What to do: Return the entries below verbatim. Pictures stay out.

Natural language region descriptions

= = =

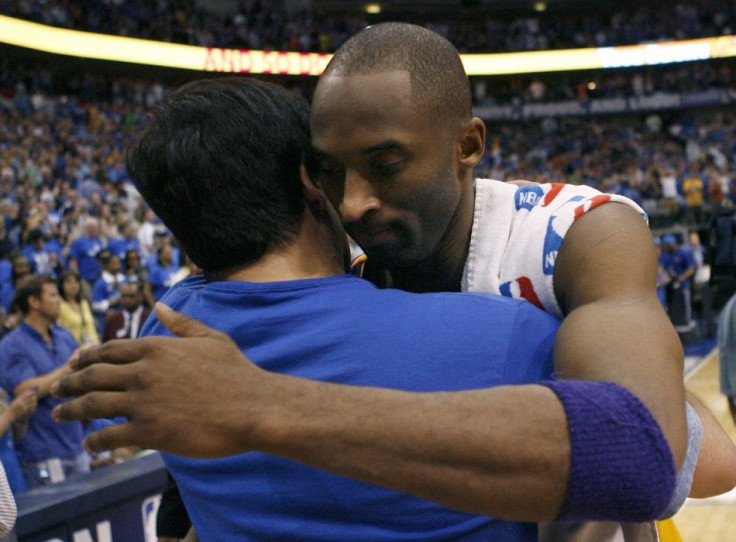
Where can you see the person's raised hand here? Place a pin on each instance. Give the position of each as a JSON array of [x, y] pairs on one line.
[[191, 395]]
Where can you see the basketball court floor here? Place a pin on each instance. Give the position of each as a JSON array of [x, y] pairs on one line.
[[714, 519]]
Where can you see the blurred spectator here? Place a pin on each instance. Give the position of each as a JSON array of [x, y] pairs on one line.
[[162, 270], [43, 260], [694, 190], [75, 313], [128, 240], [106, 289], [727, 353], [126, 322], [20, 269], [679, 264], [84, 250], [6, 245], [14, 416], [34, 355]]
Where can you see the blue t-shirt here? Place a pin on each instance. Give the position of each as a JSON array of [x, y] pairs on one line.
[[84, 250], [23, 355], [343, 329], [119, 246], [160, 278]]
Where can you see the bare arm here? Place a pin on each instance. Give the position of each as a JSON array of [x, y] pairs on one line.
[[41, 384], [460, 449], [711, 478], [616, 330]]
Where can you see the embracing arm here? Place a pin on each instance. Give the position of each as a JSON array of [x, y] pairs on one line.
[[616, 330], [502, 451]]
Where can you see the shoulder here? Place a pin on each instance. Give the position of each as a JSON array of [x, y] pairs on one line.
[[12, 341]]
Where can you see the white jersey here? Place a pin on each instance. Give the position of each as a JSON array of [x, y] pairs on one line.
[[517, 233]]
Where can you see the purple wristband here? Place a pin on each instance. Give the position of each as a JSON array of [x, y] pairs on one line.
[[621, 467]]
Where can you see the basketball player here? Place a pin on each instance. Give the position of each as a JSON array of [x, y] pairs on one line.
[[274, 254]]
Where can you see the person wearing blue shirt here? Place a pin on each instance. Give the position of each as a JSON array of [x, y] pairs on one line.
[[119, 246], [43, 260], [397, 389], [33, 356], [83, 252], [679, 264]]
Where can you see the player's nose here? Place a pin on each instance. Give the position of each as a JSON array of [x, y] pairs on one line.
[[358, 197]]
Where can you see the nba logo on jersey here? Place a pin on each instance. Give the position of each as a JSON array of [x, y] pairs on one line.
[[521, 288], [149, 509], [528, 196], [552, 244], [553, 239]]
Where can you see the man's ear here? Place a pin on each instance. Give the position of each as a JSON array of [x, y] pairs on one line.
[[313, 194], [33, 302], [472, 142]]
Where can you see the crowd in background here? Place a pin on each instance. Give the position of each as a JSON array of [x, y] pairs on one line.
[[70, 211], [256, 24]]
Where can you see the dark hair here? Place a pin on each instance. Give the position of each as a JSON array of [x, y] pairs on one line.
[[31, 286], [440, 86], [219, 164], [62, 279]]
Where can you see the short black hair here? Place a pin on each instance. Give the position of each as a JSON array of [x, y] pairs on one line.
[[31, 286], [440, 86], [219, 162]]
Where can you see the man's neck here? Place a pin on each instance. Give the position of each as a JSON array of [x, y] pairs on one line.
[[443, 270], [311, 255]]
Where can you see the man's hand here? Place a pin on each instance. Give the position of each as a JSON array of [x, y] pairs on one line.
[[160, 384]]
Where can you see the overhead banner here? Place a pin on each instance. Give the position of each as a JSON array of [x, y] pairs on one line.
[[214, 59], [601, 106]]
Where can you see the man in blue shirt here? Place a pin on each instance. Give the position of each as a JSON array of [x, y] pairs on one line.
[[33, 356], [274, 257], [679, 264]]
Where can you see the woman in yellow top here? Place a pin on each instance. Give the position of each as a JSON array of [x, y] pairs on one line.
[[75, 314]]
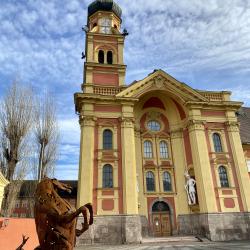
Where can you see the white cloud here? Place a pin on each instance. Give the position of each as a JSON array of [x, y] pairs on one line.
[[203, 43]]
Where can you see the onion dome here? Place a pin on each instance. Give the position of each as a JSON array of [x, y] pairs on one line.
[[105, 5]]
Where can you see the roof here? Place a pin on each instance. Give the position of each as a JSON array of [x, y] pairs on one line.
[[106, 5], [28, 189], [244, 119]]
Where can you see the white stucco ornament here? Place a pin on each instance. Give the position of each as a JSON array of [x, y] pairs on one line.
[[190, 189]]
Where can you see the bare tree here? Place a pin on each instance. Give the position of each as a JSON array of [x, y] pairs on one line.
[[15, 124], [46, 135]]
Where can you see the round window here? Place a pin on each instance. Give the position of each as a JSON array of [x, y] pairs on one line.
[[154, 126]]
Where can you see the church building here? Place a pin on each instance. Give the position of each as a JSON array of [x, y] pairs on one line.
[[157, 157]]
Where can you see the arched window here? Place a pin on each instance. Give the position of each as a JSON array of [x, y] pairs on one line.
[[154, 126], [107, 176], [163, 150], [150, 181], [217, 142], [148, 152], [101, 56], [107, 139], [223, 177], [110, 57], [167, 186]]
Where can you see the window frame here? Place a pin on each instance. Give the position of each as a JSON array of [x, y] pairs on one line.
[[107, 141], [164, 152], [107, 176], [165, 180], [151, 128], [148, 150], [217, 142], [223, 176], [150, 181], [99, 56], [110, 57]]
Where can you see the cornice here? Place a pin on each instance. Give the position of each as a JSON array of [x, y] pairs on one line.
[[109, 66], [225, 105]]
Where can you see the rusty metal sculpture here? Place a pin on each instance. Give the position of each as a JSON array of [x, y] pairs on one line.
[[56, 219], [23, 243]]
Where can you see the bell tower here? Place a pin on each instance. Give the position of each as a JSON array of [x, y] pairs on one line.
[[104, 66]]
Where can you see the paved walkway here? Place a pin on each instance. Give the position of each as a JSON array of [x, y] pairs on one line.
[[239, 245]]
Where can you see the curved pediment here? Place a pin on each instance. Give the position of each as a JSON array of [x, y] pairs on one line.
[[160, 80]]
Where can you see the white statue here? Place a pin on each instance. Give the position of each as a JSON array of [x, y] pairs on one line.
[[190, 188]]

= = =

Task solution:
Where can you see the person's raised hand here? Place a pin on each instance. Give the position of each as a JSON array of [x, y] pairs on one line.
[[191, 395]]
Where can you see the basketball court floor here? Place a pin on each instance. Give the position of each as a JSON array of [x, y] pairs on one line.
[[714, 519]]
Where can you see the blurred spectator here? Place a pin on each instance. Give the position of each as a JSON array of [x, y] pairs on one line.
[[162, 270], [43, 260], [694, 190], [75, 313], [128, 240], [106, 289], [727, 353], [126, 322], [20, 269], [679, 264], [84, 250], [6, 245], [14, 416], [34, 355]]
Where can you see the blue t-shirt here? Place a pin on each instance. Give the position of each as a JSON array of [x, y] pairs on one line.
[[84, 250], [23, 355], [343, 329], [119, 246], [160, 278]]
Where can you see the bare arm here? Place a pin on each instance. Give the position of each as a JSON array of [x, y] pairs on one line.
[[41, 384], [460, 449], [711, 478], [616, 330]]
Where can you see the embracing arm here? Place a pin on each instance. Give the position of each as a JSON array of [x, y] pairs on one line.
[[616, 330], [502, 451]]
Where can you see the shoulder here? Place a pin on each instance. Give the position of each as a JSON array of [x, y] pairs on one line.
[[12, 341]]
Where can you see the white jersey here? Place a pin on each instance. Give the position of each as a JSON array of [x, y] pairs on one line.
[[517, 233]]
Where can you see the purple wristband here? Place a pin on each instance. Give the position of each as a JSON array of [x, y] pairs on one line.
[[621, 467]]
Where can you see the basketball player here? Place a pin on each instance. Give the position of each as a JSON array of [x, y] pairs on one line.
[[274, 254]]
Where can you see the person wearing blue shirt here? Place a pin on each instance. Give the position of each as a JSON array of [x, y] pairs on one line.
[[119, 246], [43, 260], [397, 389], [33, 356], [83, 252], [679, 264]]
Where can you see the player's nose here? Place a pin on each instance. Give the position of each as a JSON array of [x, y] pairs on one line.
[[358, 197]]
Where can you see the nba logo on jersey here? Place a pin on each instance. Give the position of each as a JSON array of [x, y] pairs on one line.
[[521, 288], [149, 509], [528, 196], [552, 244], [553, 239]]
Where can you see the man's ear here? Place a pin on each instance. Give the position of each as a JSON array of [x, y] pairs on one line.
[[313, 194], [33, 302], [472, 142]]
Where can you see the crowd in background here? Place a pin on each instance. Give the position of each as a JSON array of [x, y] pairs on one line.
[[70, 211], [256, 24]]
Where can you see the dark hair here? Place a pin on each instance. Give the position of each as a JSON array of [x, y] pairs on one line.
[[31, 286], [440, 86], [219, 164], [62, 279]]
Where can you see the short black hair here? Place a pin on each instance. Give the position of each as a JSON array of [x, y] pairs on one line.
[[31, 286], [440, 86], [219, 162]]
Where can you see the man's neck here? Place a pin on each instance. Give the position of each as a JSON array of [x, y] pairs on one line.
[[443, 270], [311, 255]]
Where can you see the man's hand here? Place a pin on each instance. Give the position of each as a JSON array of [x, y] pairs on one line.
[[160, 384]]
Where can you see the overhead banner here? Place a pin on each instance. Give the position of each as a JSON array of [x, y] pairs on one line.
[[214, 59], [601, 106]]
Where can you see the man in blue shirt here? Place a pin on each instance. Give the position of each as a JSON array of [x, y] pairs on one line.
[[33, 356], [274, 257], [679, 264]]
Where can you see the woman in yellow top here? Place a pin on each instance. Give the position of each as a JSON array of [x, y] pairs on one line.
[[75, 314]]
Where can you see the white cloud here? Place a pin on each instance. Give the position of each as a JSON array of [x, y] pairs on one line.
[[203, 43]]
Where can you see the onion dome here? Place a pin on each instance. Give the position of each as a JSON array of [x, y] pairs on one line.
[[105, 5]]
Where can you see the roof here? Place a pin on each instance. Give the position of each as a JSON array of [x, y] pairs on one line.
[[106, 5], [28, 189], [244, 119]]
Where can you see the white stucco ornament here? Place a pin on each instance. Give the position of each as a JSON array of [x, y] pairs on one line.
[[190, 189]]
Where can you see the bare tree here? Place a pin on each instance. Give the position of each as a JSON array of [x, y] pairs on one line.
[[15, 124], [46, 135]]
Where can you see the round window here? Place a pin on each instance. Give the position of each as a JSON array of [x, y] pairs on one line.
[[154, 126]]
Where can you see the church building here? Place a pin on each instance. Give the position of each as a JSON array of [x, y] pairs on one line.
[[157, 157]]
Where can you see the arched window here? Place a pin on each instance. Give the position of each as a JSON array of [x, y] pairs on one line.
[[154, 126], [107, 176], [163, 150], [150, 181], [217, 142], [148, 152], [101, 56], [107, 139], [223, 177], [110, 57], [167, 186]]
Where can you see the window frame here? Place a pin on each instance. Give the position of each as a JSON array of [x, y] pairs on one line.
[[107, 141], [164, 152], [107, 176], [165, 180], [151, 128], [148, 150], [217, 142], [223, 176], [150, 181], [99, 56], [110, 57]]
Where can you see the cornice here? Place a pin on each instance. Give the position of each as a JSON array of [x, y] pairs on one line.
[[109, 66], [225, 105]]
Where can you see the rusty metal sculpture here? Place a pin on each instance. Give the position of each as a JSON array of [x, y] pairs on one line.
[[56, 219], [23, 243]]
Where can you see the bell tower here? Place a pin on each instance. Give the position of each as a JSON array of [x, y] pairs on one line.
[[104, 66]]
Where can you see the paved walkway here? Place a pin on each instance. Give the position of each as a JSON array of [x, y] pairs on one line.
[[239, 245]]
Where can you see the curved pediment here? Place a pin on each instance. Give the position of each as a JSON array of [x, y] pairs on one line.
[[160, 80]]
Where can you see the white statue here? Place a pin on each instance. Give the position of each as a JSON array of [x, y] pairs on one line.
[[190, 188]]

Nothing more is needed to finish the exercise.